Things to do:
1: In the passage about the hijacked flight, who heard Todd Beamer say "Are you guys ready? Let's roll."?
2: Decide whether each statement agrees with the passage about the hijacked flight. Answer yes or no for each and quote the words that settle it.
(a) Tom Burnett was a passenger in coach.
(b) Some passengers made calls on Verizon Airfones stored on the back of seats.
(c) The passengers learned about the attacks on the Twin Towers and the Pentagon.
3: List the people the passage about the hijacked flight says the passengers revealed had been killed.

Page extract:
As the flight progressed—as Jarrah turned the plane south and then southeast over Pennsylvania and toward the nation’s capital—many aboard made emergency calls to relatives and friends using cell phones or the Verizon Airfones stored on the back of seats. In these emotional conversations passengers gave blow-by-blow descriptions, and they revealed at least three people had been killed: the captain, the first officer, and a flight attendant. The passengers learned about the attacks on the Twin Towers and the Pentagon and so knew that they were aboard what had become a deadly weapon. They may have concluded that it was headed for Washington. They certainly were aware that if they didn’t act, another key target would be hit. (Later evidence indicated it likely would have been the White House or the U.S. Capitol.)

One of the passengers in first class, Tom Burnett, called his wife and said, "Don’t worry. We’re going to do something." Another in coach, Todd Beamer, tried to make a credit card call and was given the customer-service representative, who heard him say the words that became the American rallying cry: "Are you guys ready? Let’s roll."

Armed with information after calling their loved ones, discovering what had transpired, and knowing their fate was all but certain, they decided their deaths wouldn’t be in vain. In spite of the absolute horror and fear—what a monstrous emotional hurdle to overcome—they harnessed the energy, the commitment, and the will to fight back.

Records:
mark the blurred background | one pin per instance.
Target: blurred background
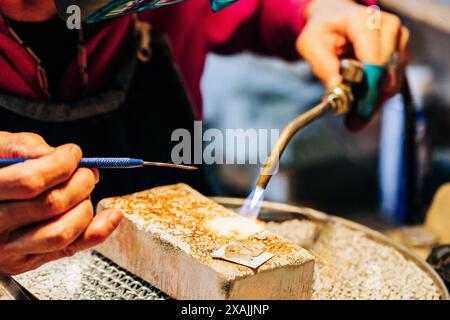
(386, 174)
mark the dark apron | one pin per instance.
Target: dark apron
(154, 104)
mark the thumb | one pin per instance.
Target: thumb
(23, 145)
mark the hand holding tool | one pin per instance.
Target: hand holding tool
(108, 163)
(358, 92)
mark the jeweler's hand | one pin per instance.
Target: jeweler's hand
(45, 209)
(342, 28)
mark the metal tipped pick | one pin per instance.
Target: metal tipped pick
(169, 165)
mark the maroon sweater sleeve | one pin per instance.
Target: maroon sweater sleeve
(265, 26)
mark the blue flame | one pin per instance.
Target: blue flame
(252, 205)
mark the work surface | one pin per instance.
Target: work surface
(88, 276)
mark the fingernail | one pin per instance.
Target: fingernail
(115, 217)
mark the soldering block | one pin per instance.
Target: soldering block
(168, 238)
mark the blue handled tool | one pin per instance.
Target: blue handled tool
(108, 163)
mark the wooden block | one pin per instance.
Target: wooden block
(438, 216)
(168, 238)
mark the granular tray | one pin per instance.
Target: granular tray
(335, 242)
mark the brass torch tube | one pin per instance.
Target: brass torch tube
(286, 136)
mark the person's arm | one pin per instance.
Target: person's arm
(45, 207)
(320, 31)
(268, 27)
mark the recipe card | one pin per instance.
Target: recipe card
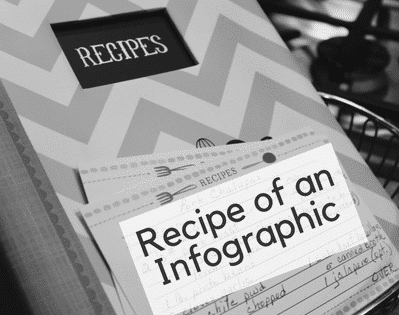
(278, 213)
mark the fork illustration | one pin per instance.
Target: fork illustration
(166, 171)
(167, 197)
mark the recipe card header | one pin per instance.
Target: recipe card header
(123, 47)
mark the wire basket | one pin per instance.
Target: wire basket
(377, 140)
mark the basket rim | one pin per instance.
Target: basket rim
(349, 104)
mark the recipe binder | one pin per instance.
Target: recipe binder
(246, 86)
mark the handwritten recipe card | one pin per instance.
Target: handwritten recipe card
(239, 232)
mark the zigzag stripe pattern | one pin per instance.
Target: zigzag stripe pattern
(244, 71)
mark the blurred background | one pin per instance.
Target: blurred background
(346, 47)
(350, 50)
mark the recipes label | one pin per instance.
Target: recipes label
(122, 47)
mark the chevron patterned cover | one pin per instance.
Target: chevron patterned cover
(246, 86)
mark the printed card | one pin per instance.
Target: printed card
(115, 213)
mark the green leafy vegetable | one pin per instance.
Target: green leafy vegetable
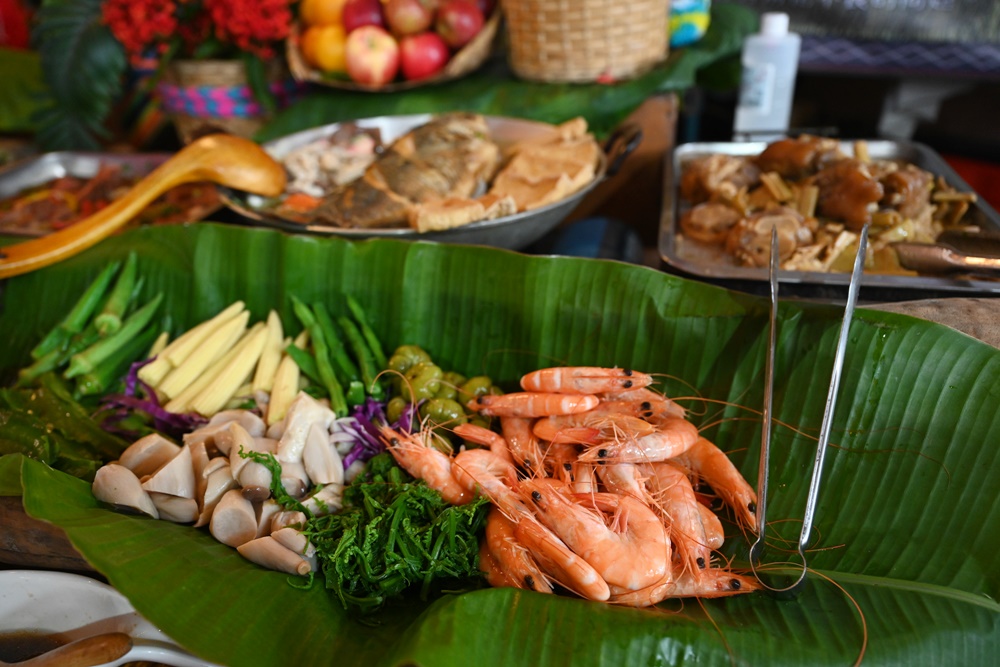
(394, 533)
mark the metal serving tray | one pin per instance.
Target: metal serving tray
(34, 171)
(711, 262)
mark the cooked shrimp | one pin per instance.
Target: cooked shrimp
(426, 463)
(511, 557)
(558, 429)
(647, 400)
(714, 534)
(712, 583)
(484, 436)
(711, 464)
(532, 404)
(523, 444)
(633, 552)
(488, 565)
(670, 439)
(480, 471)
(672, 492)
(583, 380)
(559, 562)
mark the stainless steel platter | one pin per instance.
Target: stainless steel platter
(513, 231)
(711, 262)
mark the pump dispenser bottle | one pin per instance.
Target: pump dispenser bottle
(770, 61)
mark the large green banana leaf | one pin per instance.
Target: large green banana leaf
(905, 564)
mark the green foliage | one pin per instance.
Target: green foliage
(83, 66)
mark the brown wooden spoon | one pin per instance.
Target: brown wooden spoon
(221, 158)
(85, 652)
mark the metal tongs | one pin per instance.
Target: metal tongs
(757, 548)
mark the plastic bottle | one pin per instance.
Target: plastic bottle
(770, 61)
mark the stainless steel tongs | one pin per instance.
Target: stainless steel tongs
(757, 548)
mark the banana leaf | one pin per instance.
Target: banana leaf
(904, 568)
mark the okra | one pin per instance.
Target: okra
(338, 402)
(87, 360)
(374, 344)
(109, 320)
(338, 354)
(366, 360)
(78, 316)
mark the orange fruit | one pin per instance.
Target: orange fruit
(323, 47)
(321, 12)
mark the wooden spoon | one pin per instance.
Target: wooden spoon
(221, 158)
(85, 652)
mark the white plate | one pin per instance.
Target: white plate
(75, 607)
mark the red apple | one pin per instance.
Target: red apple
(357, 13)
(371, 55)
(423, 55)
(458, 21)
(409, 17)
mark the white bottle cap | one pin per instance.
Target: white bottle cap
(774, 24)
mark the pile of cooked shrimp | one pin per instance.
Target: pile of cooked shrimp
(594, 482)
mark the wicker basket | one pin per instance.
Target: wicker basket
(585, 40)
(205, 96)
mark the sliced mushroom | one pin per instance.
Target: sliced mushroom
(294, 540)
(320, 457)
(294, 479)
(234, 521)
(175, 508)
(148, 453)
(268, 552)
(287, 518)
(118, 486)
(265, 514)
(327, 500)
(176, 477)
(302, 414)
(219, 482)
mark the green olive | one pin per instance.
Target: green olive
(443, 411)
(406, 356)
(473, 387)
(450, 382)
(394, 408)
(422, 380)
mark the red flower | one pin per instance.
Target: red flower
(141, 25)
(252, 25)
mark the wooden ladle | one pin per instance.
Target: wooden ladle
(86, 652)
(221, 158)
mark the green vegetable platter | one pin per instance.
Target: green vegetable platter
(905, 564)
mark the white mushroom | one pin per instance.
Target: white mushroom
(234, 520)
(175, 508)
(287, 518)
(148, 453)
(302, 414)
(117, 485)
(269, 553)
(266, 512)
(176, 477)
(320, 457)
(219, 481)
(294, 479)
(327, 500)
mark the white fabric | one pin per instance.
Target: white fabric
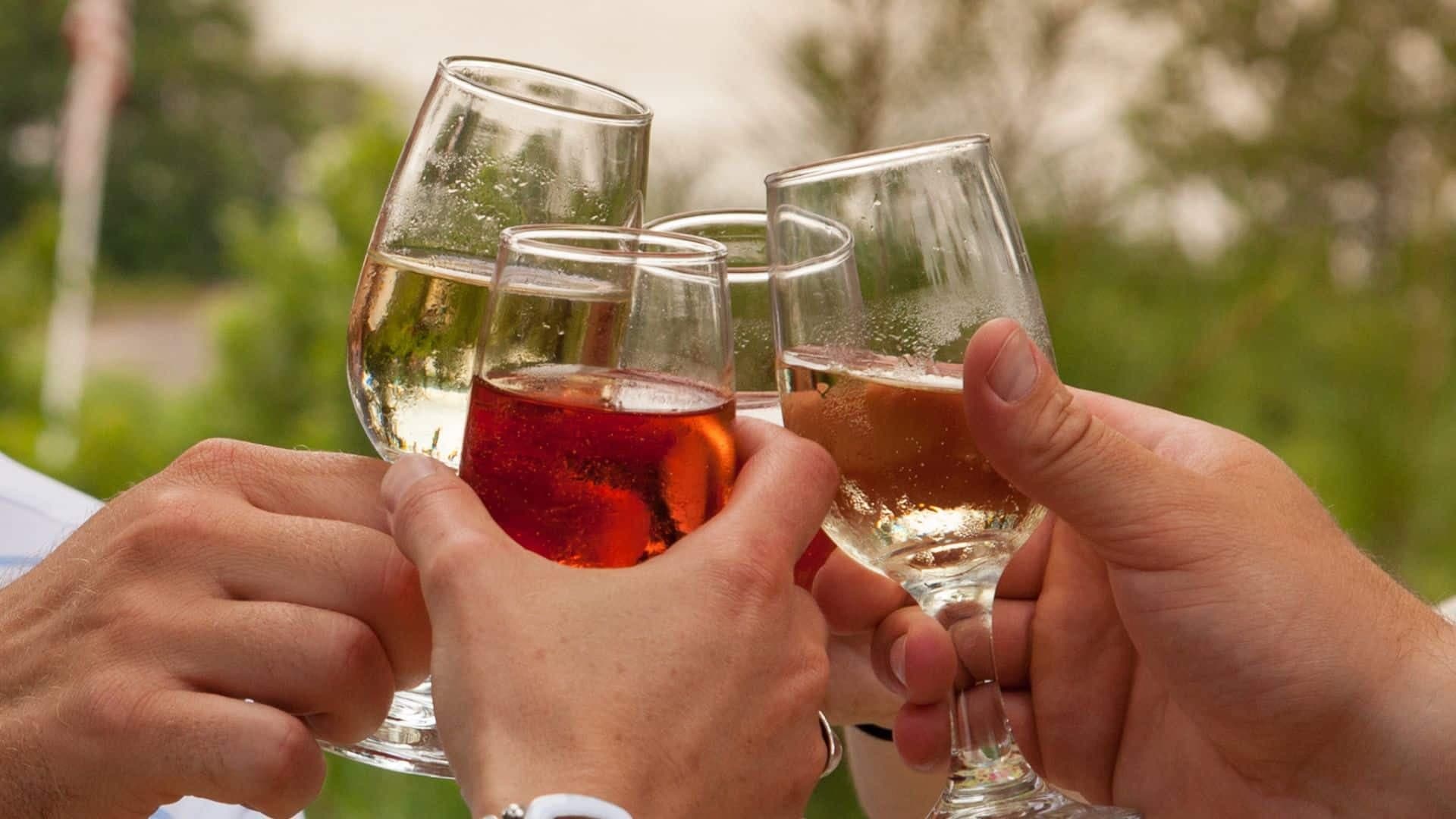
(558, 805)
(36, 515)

* * *

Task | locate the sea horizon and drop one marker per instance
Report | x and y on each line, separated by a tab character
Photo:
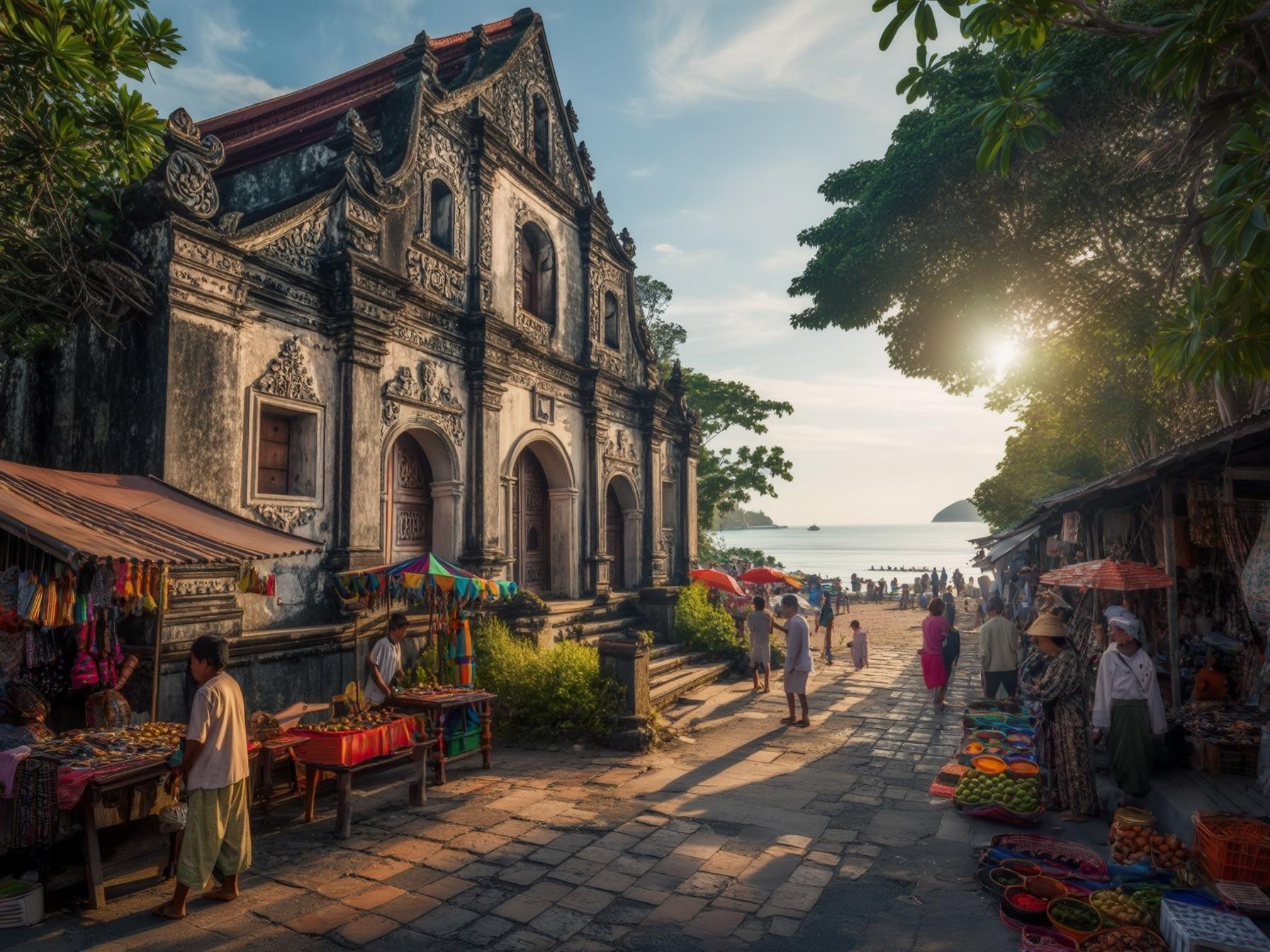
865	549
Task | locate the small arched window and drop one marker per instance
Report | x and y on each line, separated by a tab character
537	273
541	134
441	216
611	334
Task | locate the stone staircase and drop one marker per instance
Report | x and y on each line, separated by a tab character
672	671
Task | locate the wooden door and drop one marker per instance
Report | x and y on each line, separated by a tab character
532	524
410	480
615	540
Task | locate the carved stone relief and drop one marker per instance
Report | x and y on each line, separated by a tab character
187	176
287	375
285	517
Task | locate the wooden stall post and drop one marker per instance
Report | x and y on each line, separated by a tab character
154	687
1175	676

---

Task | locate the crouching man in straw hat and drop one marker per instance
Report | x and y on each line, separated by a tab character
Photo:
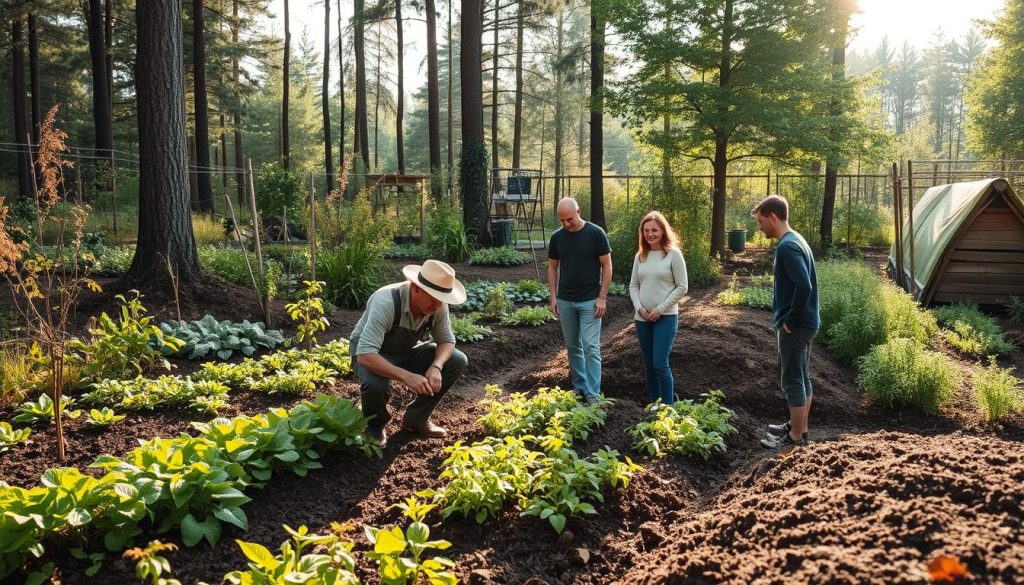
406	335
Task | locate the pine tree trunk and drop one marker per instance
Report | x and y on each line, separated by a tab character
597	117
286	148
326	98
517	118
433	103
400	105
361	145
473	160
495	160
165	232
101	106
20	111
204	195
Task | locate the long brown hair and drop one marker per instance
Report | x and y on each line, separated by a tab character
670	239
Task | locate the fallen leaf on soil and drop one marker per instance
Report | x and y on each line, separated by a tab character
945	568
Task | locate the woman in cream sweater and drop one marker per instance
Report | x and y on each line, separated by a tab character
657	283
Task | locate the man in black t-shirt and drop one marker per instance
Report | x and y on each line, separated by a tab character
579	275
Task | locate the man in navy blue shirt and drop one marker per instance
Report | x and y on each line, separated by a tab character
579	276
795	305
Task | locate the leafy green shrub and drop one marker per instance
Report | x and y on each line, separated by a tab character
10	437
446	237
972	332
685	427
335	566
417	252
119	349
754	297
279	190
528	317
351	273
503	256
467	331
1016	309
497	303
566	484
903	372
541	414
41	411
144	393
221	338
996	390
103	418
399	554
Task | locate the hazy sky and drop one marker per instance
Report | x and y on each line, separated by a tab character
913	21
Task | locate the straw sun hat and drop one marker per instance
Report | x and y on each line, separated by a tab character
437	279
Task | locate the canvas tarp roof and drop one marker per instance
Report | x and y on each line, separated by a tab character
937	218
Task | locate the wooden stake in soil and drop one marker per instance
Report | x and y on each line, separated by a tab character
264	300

Replies:
1: The customer-service representative he reached when he tried to make a credit card call.

2:
(a) No: "One of the passengers in first class, Tom Burnett"
(b) Yes: "using cell phones or the Verizon Airfones stored on the back of seats"
(c) Yes: "The passengers learned about the attacks on the Twin Towers and the Pentagon"

3:
- the captain
- the first officer
- a flight attendant